Mental and Neurological Symptoms
One of the more alarming effects of liver failure is its impact on the brain. When the liver stops filtering toxins from the blood, particularly ammonia produced during digestion, those toxins circulate freely and eventually cross into brain tissue. This condition, called hepatic encephalopathy, produces a spectrum of neurological symptoms graded from 0 to 4.
At grade 0, the changes are so subtle that only you or people closest to you might notice them: slight lapses in short-term memory, difficulty concentrating, slower reaction times. These early stages are sometimes called covert encephalopathy because they’re not outwardly obvious. By grades 2 through 4, symptoms become unmistakable. Confusion deepens, personality changes emerge, speech may become slurred, sleep patterns reverse (sleeping during the day, awake at night), and in the most severe stage, a person can become unresponsive.
The progression isn’t always linear. Someone with chronic liver disease might fluctuate between mild and more severe confusion, especially after triggers like infections, dehydration, or certain medications.
Kidney Function Decline
As liver failure advances, it can drag kidney function down with it. The kidneys stop working efficiently in response to the circulatory changes caused by severe liver disease. The most noticeable sign for patients is a sharp drop in urine output. You may produce very little urine, and what you do produce may be notably dark. This happens because waste products that contain nitrogen start building up in the bloodstream instead of being excreted normally.
This kidney involvement tends to occur in the later stages of liver failure and signals a serious escalation of the condition. It compounds the fluid retention already caused by the failing liver, creating a cycle that’s difficult to break without medical intervention.

### YOUR ASSIGNMENT
Rewrite everything in the liver failure text from "Kidney Function Decline" down to "being excreted normally.", replacing "excreted" with "eliminated".

Referring expression pointing data:
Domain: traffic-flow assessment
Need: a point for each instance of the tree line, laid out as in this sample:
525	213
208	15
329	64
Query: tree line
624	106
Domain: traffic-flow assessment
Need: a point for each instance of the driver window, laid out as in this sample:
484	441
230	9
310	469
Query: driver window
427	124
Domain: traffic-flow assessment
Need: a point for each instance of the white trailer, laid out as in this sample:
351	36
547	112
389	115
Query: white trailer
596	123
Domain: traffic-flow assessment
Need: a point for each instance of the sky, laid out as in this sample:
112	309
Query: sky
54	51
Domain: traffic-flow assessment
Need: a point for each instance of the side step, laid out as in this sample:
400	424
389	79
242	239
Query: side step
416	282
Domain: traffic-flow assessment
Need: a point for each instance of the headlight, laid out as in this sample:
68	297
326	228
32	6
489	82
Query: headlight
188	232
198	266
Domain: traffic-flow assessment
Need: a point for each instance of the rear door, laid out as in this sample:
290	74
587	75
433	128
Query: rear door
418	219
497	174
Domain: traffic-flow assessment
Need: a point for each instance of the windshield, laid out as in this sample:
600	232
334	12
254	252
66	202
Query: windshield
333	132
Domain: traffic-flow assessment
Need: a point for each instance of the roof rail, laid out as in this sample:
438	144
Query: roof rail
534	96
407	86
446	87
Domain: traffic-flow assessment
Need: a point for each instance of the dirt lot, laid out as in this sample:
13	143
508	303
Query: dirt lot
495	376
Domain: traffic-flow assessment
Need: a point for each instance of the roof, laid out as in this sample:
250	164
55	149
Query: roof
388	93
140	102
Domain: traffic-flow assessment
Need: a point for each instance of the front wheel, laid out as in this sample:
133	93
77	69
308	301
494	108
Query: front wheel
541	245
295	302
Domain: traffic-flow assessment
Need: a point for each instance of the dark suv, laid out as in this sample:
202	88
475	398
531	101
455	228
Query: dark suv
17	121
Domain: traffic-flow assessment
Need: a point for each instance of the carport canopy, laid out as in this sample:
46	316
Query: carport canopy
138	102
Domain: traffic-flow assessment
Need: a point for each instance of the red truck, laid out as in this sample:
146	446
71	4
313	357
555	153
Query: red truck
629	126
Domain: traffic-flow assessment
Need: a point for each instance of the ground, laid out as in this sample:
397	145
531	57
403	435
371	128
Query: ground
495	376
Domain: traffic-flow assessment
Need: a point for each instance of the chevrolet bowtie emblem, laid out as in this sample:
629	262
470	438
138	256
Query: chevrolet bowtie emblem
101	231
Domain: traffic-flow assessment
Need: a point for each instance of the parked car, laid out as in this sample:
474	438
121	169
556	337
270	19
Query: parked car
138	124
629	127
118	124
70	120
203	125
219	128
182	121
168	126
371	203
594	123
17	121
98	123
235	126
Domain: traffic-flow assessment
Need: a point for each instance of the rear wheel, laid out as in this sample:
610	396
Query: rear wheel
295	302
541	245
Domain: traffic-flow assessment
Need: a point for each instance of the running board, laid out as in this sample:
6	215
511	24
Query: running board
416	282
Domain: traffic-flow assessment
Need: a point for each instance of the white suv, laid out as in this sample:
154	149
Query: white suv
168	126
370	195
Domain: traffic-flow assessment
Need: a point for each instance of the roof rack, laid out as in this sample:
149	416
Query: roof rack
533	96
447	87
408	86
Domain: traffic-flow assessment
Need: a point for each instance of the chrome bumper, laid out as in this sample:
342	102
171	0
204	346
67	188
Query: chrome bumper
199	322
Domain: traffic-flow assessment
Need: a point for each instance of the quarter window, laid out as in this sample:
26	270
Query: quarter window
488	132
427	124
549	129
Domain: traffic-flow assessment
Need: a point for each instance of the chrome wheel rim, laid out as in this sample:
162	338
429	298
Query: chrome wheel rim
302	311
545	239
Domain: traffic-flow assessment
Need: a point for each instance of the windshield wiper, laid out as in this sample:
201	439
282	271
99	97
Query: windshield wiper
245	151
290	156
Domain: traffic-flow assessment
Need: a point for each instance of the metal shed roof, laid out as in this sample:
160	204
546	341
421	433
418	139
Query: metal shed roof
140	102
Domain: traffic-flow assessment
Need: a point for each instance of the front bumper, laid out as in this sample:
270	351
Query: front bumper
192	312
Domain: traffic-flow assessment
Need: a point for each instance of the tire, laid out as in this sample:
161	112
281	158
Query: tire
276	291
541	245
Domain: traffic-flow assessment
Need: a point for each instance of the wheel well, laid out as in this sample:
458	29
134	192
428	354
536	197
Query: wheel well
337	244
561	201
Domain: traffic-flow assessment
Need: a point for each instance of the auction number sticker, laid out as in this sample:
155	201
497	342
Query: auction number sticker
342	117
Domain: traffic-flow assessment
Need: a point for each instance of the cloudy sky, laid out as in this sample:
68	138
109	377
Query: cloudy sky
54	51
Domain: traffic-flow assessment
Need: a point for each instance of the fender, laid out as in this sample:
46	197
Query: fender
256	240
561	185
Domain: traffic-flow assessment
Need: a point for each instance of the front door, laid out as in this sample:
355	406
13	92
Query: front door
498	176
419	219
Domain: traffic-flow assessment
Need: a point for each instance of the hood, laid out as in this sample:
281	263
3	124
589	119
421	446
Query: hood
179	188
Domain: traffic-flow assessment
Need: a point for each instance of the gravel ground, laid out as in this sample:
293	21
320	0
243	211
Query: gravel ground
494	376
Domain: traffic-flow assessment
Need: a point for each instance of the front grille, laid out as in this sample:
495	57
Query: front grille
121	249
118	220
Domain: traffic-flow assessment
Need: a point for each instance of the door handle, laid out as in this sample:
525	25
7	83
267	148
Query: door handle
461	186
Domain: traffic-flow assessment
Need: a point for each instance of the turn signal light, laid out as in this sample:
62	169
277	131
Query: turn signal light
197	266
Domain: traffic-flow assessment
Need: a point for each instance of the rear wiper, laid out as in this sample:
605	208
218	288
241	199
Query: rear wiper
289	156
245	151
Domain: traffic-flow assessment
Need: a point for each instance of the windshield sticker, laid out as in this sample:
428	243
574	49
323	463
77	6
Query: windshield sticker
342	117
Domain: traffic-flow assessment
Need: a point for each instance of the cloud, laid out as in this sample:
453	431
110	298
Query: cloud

### OUTPUT OF THE EXERCISE
Kidney Function Decline
As liver failure advances, it can drag kidney function down with it. The kidneys stop working efficiently in response to the circulatory changes caused by severe liver disease. The most noticeable sign for patients is a sharp drop in urine output. You may produce very little urine, and what you do produce may be notably dark. This happens because waste products that contain nitrogen start building up in the bloodstream instead of being eliminated normally.